→ DO THIS: Rewrite the material below with "dark leg" in place of each occurrence of "black leg", leaving everything else unchanged. Omit the pictures from your answer.

→ MATERIAL SHOWN:

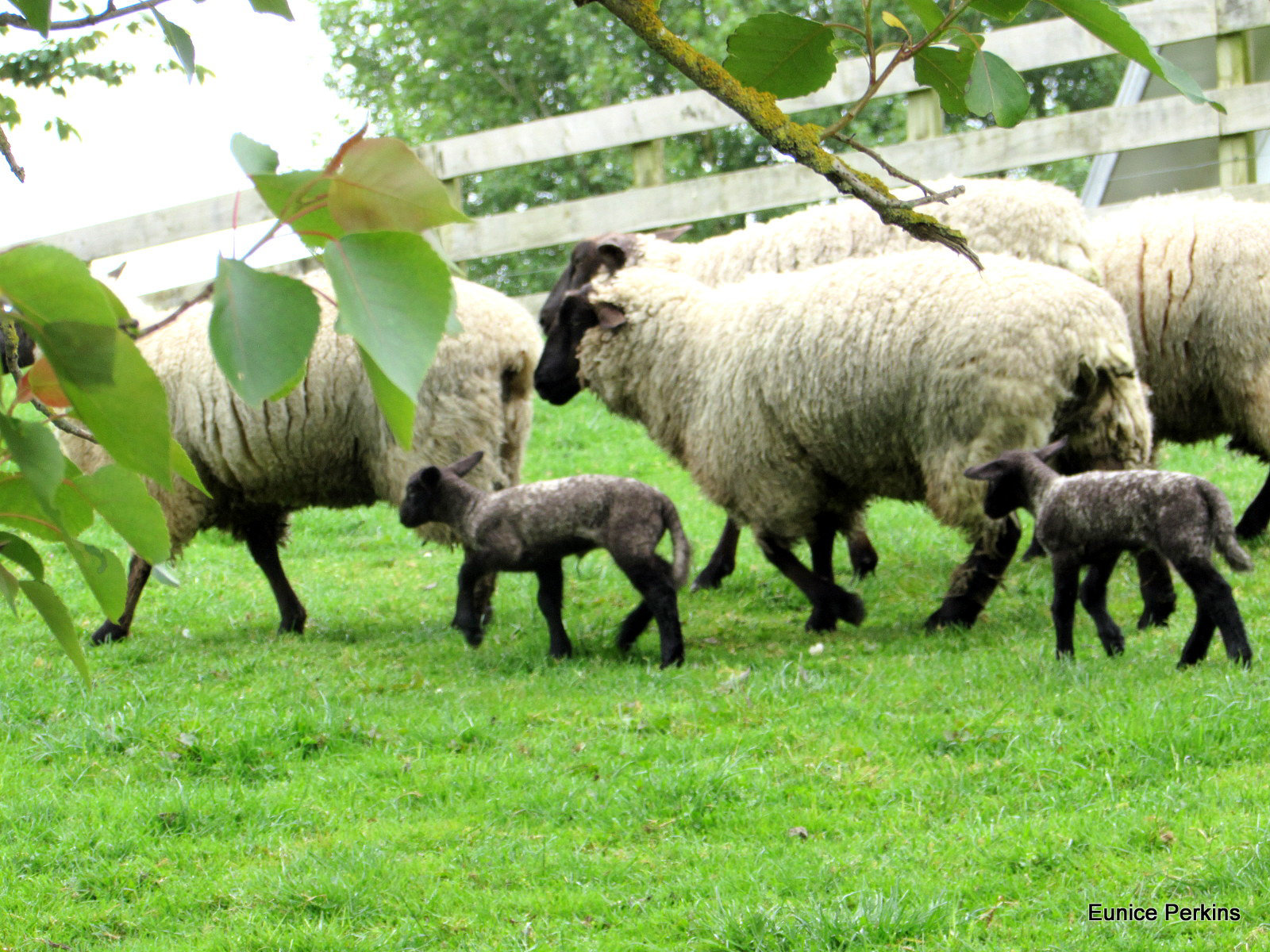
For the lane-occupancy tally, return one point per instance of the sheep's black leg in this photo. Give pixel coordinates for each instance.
(977, 578)
(1214, 606)
(1257, 517)
(139, 571)
(552, 602)
(864, 556)
(653, 578)
(1156, 584)
(1067, 582)
(468, 609)
(723, 562)
(262, 539)
(829, 602)
(1094, 597)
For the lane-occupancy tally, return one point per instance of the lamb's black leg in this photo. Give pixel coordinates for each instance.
(139, 571)
(1094, 597)
(977, 578)
(829, 602)
(653, 579)
(864, 556)
(1156, 584)
(1067, 582)
(723, 562)
(552, 602)
(468, 611)
(262, 539)
(1214, 606)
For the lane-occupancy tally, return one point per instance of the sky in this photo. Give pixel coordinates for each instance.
(159, 140)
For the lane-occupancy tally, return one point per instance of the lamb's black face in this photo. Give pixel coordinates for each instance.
(419, 498)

→ TASK RESULT:
For the lane-occupancy tally, return one point per instance of the sheep's dark leg in this photo. Give pixel coordinates for each instance.
(977, 578)
(1214, 606)
(1257, 517)
(139, 571)
(552, 602)
(864, 556)
(653, 578)
(1156, 584)
(1067, 582)
(468, 609)
(723, 562)
(262, 539)
(829, 602)
(1094, 597)
For the lane-occupancy tally, return one point per instance of the lamb's dark leg in this photo. Give pixel coordinates for each instance.
(139, 571)
(1094, 597)
(977, 578)
(829, 602)
(653, 579)
(864, 556)
(1156, 584)
(1067, 582)
(723, 562)
(552, 602)
(468, 611)
(262, 539)
(1214, 606)
For the lane-occupancy tally, return one point per instance of the sky in this photo. Give pixel coordinates for each instance.
(159, 140)
For the lane-occupancy tally, return one point per instance of the lamb's black face in this photo. Give pixel coordinates for each instance.
(419, 498)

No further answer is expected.